### Excerpt:
•••••

Alice Walker is best known as the author of 'The Color Purple," but she is an activist who is often welcomed on the taxpayer-supported radical-left Pacifica Radio show "Democracy Now." On Friday, she was brought on to diagnose the United States after Trayvon Martin's death as a "very sick country" due to its racism: "We have been abused for such a long time here in this very misguided civilization."
"Our racism is a manifestation of our illness," she declared:
JUAN GONZALEZ: And Alice, having traveled through that area decades after she lived there, does it surprise you, this latest incident that’s happened in Sanford?
ALICE WALKER: Well, I think it’s happening a lot in places other than Sanford also, and I think it’s a symptom of our illness. We are very—we are a very sick country. And our racism is a manifestation of our illness and the ways that we don’t delve into our own wrecks. You know, I mean, we—as a country, we are a wreck. And part of it is that we have never looked to see where it was we went off the trail, you know. So, as shocking, as painful—I could barely look at what had happened for several days. And now I am looking at it, and I just—you know, I feel so much for this young man, because he was beautiful, and he was ours. And I don’t mean just, you know, ours, black people, but all of ours. I mean, these children, they are our future, and they have to be protected.
She began by discussing her feelings: "A great deal of sadness, of course, and also a real deepening and ever-flowing love for my people, because we’ve suffered so much from just this kind of news about our children, about our families, about our fathers and our mothers. So I send out to all of us a very big, warm, love—loving hug, because we need it. We have been abused for such a long time here in this very misguided civilization."

•••••

### Information:
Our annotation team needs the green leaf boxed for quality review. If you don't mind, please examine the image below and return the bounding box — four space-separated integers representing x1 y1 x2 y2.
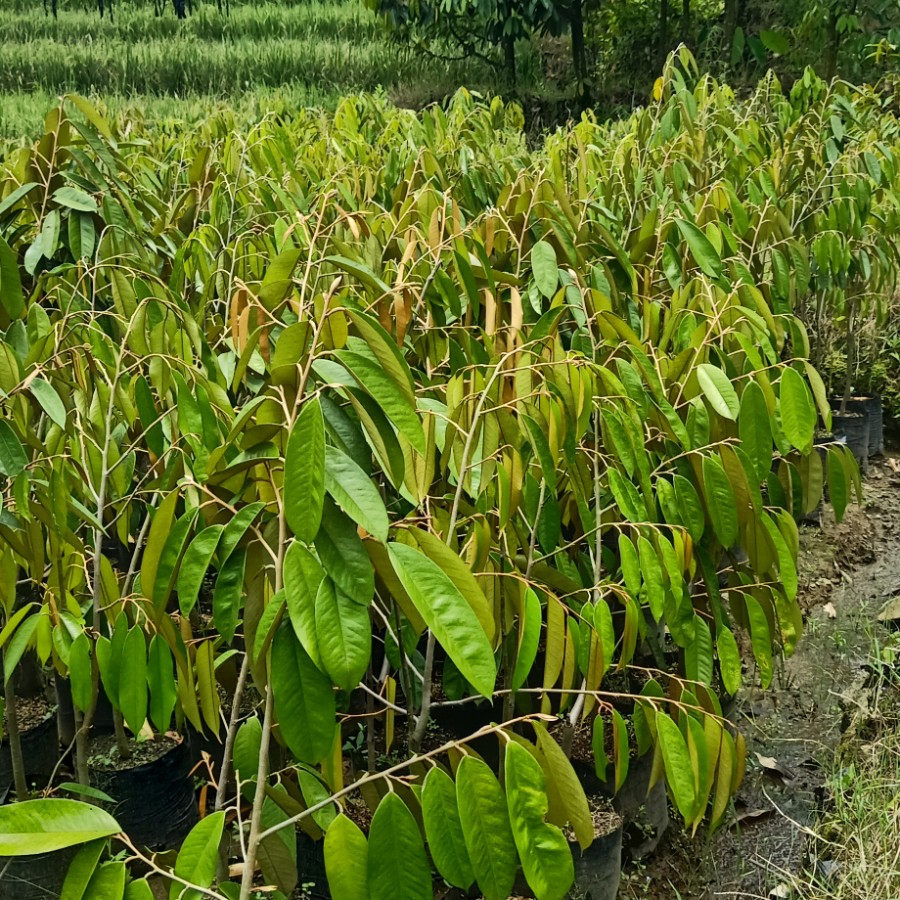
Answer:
28 378 66 428
213 550 247 641
697 363 741 422
505 741 575 900
716 625 741 697
591 715 609 781
316 499 375 606
703 456 738 548
176 525 224 616
638 535 666 622
675 219 723 279
656 711 697 822
509 588 542 691
257 247 302 312
779 367 816 451
456 756 518 900
258 784 299 894
315 578 372 691
218 503 265 563
738 381 772 482
124 878 154 900
0 236 25 319
234 716 262 801
169 812 225 900
56 781 116 803
325 815 369 900
134 375 164 457
531 241 559 300
828 447 850 522
325 446 390 542
336 350 425 453
0 420 28 478
84 860 128 900
422 766 475 890
369 791 434 900
284 397 325 543
67 616 94 712
53 185 97 212
151 509 197 609
119 626 147 734
619 532 644 599
270 626 335 765
608 468 647 522
533 724 603 850
388 543 497 697
0 799 122 856
147 634 178 733
759 29 791 56
297 767 337 831
672 475 706 541
744 594 774 689
406 528 495 640
324 256 391 297
59 838 105 900
284 541 325 669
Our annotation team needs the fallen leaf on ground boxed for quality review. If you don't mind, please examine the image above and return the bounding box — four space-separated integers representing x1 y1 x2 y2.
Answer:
756 753 794 781
734 806 775 825
878 597 900 622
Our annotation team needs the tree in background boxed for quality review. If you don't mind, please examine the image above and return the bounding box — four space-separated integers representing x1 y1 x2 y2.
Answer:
365 0 590 98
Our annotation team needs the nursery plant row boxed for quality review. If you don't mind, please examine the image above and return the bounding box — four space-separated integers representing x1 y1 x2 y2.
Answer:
0 51 900 900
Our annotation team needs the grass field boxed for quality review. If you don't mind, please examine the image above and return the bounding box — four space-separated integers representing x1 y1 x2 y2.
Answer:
0 0 528 140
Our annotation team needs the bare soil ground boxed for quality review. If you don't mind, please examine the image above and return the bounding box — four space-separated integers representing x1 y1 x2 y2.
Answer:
620 455 900 900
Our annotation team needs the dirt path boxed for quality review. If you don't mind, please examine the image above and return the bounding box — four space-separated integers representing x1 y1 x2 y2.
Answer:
622 456 900 900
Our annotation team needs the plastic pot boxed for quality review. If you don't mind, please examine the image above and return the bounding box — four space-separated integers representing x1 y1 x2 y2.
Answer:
297 830 332 900
831 410 869 472
865 394 884 457
612 753 669 859
569 819 622 900
0 847 79 900
88 740 198 850
0 710 59 792
513 800 622 900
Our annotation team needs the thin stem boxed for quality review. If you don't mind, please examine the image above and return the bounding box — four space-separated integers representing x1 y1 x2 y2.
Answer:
3 653 28 800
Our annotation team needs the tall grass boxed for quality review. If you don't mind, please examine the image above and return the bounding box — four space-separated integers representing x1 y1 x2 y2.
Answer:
0 0 520 139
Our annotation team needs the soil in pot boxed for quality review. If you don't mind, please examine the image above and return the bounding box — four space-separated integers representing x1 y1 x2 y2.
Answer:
0 847 79 900
569 796 622 900
831 409 869 472
866 394 884 457
88 735 198 850
0 697 59 796
612 753 669 859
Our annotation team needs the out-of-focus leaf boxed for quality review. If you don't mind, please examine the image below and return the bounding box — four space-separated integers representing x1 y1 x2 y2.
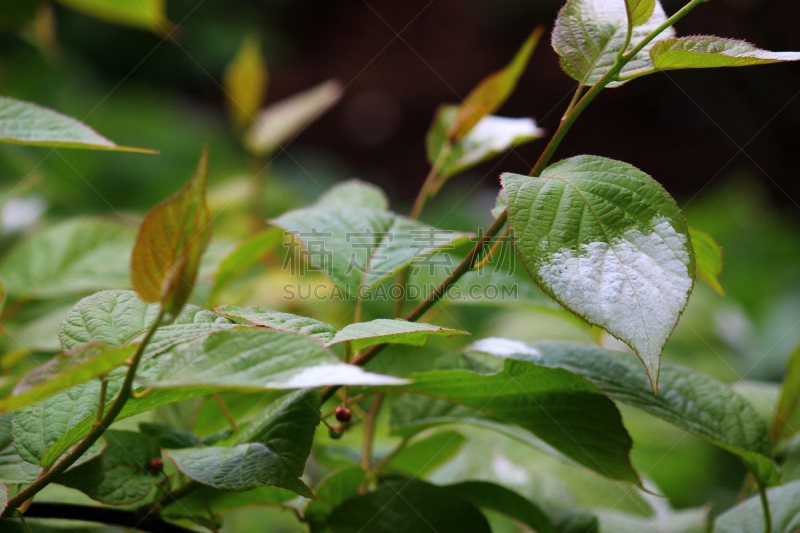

•••••

### Instructions to follow:
In the Alice Walker excerpt, what does Walker call racism?

### Finished exercise:
A manifestation of the country's illness.